= Beginning of Section =

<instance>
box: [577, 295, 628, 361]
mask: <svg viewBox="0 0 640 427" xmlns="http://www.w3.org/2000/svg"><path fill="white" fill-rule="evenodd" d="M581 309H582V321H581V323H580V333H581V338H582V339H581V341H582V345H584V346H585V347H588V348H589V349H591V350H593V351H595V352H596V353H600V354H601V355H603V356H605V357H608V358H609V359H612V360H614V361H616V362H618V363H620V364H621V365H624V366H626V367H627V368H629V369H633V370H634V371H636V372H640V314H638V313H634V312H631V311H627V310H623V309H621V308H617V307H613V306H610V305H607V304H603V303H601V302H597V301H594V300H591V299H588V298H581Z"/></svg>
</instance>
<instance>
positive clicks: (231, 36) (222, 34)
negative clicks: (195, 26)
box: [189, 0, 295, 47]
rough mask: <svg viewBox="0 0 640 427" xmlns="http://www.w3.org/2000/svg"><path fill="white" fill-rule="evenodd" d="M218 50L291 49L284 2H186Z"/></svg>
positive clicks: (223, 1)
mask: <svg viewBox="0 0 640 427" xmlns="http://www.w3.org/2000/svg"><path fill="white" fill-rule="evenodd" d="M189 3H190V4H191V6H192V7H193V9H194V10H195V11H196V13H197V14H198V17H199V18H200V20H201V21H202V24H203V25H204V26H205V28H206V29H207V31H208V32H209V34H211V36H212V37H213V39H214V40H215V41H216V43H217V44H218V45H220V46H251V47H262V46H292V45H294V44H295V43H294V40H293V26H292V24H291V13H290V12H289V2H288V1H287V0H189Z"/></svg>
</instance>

= End of Section =

▶ **Exercise goal**:
What you should do is return the records above exactly, leaving nothing out.

▶ **Task output**:
<instance>
box: [577, 295, 628, 361]
mask: <svg viewBox="0 0 640 427" xmlns="http://www.w3.org/2000/svg"><path fill="white" fill-rule="evenodd" d="M581 309H582V321H581V323H580V333H581V338H582V339H581V341H582V345H584V346H585V347H588V348H589V349H591V350H593V351H595V352H596V353H600V354H601V355H603V356H605V357H608V358H609V359H612V360H614V361H616V362H618V363H620V364H621V365H624V366H626V367H627V368H629V369H633V370H634V371H636V372H640V314H638V313H634V312H631V311H627V310H623V309H621V308H617V307H613V306H610V305H607V304H603V303H601V302H597V301H594V300H591V299H588V298H581Z"/></svg>
</instance>
<instance>
positive clicks: (231, 36) (222, 34)
negative clicks: (195, 26)
box: [189, 0, 295, 47]
rough mask: <svg viewBox="0 0 640 427" xmlns="http://www.w3.org/2000/svg"><path fill="white" fill-rule="evenodd" d="M218 50L291 49L284 2H186Z"/></svg>
positive clicks: (223, 1)
mask: <svg viewBox="0 0 640 427" xmlns="http://www.w3.org/2000/svg"><path fill="white" fill-rule="evenodd" d="M189 3H190V4H191V6H192V7H193V9H194V10H195V11H196V13H197V14H198V17H199V18H200V20H201V21H202V24H203V25H204V26H205V28H206V29H207V31H208V32H209V34H211V36H212V37H213V39H214V40H215V41H216V43H217V44H218V45H220V46H251V47H262V46H292V45H294V44H295V43H294V40H293V26H292V24H291V13H290V12H289V2H288V1H287V0H189Z"/></svg>
</instance>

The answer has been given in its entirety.